-- Excerpt provided --
I thought, “Good Lord, I wasn’t aware of any of this.” So, at that point I really focused on trying to find some sort of narrative description of the raid, and I got lucky. I was living in St. Augustine, and the St. Augustine Historical Society was wonderful about ordering microfilm for me. They got a microfilm of a Philadelphia newspaper from 1821, and, of all things, they had picked up an article from the Charleston City Gazette in South Carolina. It was a letter from a man who described himself as a planter, talking about this raid and describing it and alerting people not only to the magnitude of the raid but about how many slaves had been seized and the fact that they didn’t all make it back, and who got the value from these slaves.

With things like that, I just slowly began piecing the story together. I didn’t yet know the name of the settlement. There I got lucky. One day I was visiting Tampa, in 1992 or thereabout, and I was in the Tampa Public Library and found some old microfilm of Spanish land grant appeals. I was looking through them and all of a sudden I began to see references to Spanish land grants relative to Angola, and, as I read them carefully, it became clear that they were referring to the site of the Indian raid. So, at that point, at least we had a name.

-- Data entries --
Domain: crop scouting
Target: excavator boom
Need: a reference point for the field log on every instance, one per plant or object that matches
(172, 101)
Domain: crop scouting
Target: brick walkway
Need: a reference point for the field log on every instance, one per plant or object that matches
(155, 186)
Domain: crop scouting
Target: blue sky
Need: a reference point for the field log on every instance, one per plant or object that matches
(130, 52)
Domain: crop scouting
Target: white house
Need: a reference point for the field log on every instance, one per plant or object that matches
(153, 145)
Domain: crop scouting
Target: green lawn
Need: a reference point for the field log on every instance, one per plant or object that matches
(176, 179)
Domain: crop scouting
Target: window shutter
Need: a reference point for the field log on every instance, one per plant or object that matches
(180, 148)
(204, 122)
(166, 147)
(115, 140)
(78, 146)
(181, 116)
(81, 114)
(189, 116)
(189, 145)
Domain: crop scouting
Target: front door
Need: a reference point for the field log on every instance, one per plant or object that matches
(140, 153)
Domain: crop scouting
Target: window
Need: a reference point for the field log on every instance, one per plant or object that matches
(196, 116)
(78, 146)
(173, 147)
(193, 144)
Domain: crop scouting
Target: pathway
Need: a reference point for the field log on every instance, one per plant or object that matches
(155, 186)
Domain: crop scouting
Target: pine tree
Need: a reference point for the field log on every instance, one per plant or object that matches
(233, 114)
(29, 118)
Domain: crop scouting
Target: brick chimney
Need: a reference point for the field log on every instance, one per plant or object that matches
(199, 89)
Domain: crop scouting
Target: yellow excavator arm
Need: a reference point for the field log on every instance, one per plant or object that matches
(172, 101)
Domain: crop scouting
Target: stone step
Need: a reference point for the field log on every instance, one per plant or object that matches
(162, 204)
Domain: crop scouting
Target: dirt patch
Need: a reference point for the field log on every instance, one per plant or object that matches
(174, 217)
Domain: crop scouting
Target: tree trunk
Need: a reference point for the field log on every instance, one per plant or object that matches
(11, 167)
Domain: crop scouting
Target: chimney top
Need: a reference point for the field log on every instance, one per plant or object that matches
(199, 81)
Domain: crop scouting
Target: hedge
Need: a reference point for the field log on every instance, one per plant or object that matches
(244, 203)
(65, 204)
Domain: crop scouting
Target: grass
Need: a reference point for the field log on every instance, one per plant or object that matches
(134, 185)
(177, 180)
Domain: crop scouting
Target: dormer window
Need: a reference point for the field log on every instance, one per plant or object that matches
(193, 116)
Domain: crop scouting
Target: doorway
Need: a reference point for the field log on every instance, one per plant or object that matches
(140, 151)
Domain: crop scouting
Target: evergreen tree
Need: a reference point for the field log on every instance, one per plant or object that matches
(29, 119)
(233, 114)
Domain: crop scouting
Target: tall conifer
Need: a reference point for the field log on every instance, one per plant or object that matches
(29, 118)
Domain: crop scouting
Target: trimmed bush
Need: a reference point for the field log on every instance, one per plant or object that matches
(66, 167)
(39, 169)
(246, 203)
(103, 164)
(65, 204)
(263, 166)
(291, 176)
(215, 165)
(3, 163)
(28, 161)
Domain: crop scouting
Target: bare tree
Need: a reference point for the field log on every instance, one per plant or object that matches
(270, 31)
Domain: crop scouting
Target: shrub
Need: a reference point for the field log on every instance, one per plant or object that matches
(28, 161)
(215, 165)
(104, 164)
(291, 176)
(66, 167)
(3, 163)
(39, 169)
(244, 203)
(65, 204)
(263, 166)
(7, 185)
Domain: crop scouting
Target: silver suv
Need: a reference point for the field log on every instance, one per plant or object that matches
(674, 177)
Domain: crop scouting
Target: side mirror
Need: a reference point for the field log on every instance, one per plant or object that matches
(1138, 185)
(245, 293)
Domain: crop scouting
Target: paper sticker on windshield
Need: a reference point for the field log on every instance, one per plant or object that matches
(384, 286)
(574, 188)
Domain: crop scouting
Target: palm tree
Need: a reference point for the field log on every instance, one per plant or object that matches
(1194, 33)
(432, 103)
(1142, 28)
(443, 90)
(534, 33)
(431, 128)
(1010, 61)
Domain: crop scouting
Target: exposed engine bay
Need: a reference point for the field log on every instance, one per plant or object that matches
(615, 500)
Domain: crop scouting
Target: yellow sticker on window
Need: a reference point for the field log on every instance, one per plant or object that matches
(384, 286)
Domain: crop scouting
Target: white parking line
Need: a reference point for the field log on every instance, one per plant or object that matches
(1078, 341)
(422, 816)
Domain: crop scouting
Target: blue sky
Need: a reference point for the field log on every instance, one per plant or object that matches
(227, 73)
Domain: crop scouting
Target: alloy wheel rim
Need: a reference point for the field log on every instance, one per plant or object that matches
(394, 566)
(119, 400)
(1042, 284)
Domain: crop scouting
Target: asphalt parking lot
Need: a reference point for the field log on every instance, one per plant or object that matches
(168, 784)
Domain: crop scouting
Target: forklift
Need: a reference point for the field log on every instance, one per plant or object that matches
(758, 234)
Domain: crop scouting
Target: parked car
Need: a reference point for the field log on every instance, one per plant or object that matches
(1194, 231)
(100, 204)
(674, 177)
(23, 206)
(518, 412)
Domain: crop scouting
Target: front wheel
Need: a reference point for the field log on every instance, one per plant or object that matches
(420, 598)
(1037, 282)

-- Task list --
1. In the raid account, copy out the passage between "With things like" and "had a name.", inclusive.
2. Based on the raid account, mark each statement yes or no, and back each answer with the exact words that settle it.
(a) The St. Augustine Historical Society ordered microfilm for the speaker.
(b) The letter in the newspaper came from a man who described himself as a sailor.
(c) The speaker found the Spanish land grant appeals in the Tampa Public Library.
3. Pick up the raid account after its last sentence and keep writing.

-- Task-by-task outputs --
1.
With things like that, I just slowly began piecing the story together. I didn’t yet know the name of the settlement. There I got lucky. One day I was visiting Tampa, in 1992 or thereabout, and I was in the Tampa Public Library and found some old microfilm of Spanish land grant appeals. I was looking through them and all of a sudden I began to see references to Spanish land grants relative to Angola, and, as I read them carefully, it became clear that they were referring to the site of the Indian raid. So, at that point, at least we had a name.

2.
(a) Yes: "the St. Augustine Historical Society was wonderful about ordering microfilm for me"
(b) No: "a man who described himself as a planter"
(c) Yes: "I was in the Tampa Public Library and found some old microfilm of Spanish land grant appeals"

3.
I didn’t really find everything all at once, and I didn’t necessarily always know what I was looking for. But I got lucky, and I also persisted. Eventually, by the mid 1990s, I was able to piece together the story pretty well. I already had told it to Bob Ingalls who is a distinguished faculty member at the University of South Florida history department, who then edited the scholarly publication Tampa Bay History. He asked me to write it up for him. That was the first really extended account of Angola. Even then I still did not know the name of the settlement. Anyway, it encouraged me that people were interested but it took a long time to really round out the story and, like I say, even to discover the name of the place.

Q: Why is it important to tell the story of Angola? What does the story have to teach those of us in the present?
A: I think it’s important to tell the story on a number of levels. One, what a story! It has everything: drama, loss, exhilaration, sacrifice. It is just a wonderful, heroic human story, and, particularly, within the context of the absolute insistence upon liberty and against the bonds of slavery. On another level, it extends a legacy of Florida that had existed since early in the Spanish Era of Florida as a haven for runaway slaves.

Thanks to the great work of Jane Landers at Vanderbilt University, we know about Fort Mose, which existed north of St. Augustine, the first free black town in North America, from 1738 till (with an interruption) 1763, and Jim Covington at the University of Tampa had written about and helped us to learn more about another black settlement called the Negro Fort which existed on the Apalachicola River in 1815 and 1816.

We knew generally that that were other maroon communities such as Fort Mose and the Negro Fort, but nobody had ever suggested there was such a community in Southwest Florida, nor that it could have served such a central purpose in keeping alive that legacy of Florida as a haven for runaway slaves.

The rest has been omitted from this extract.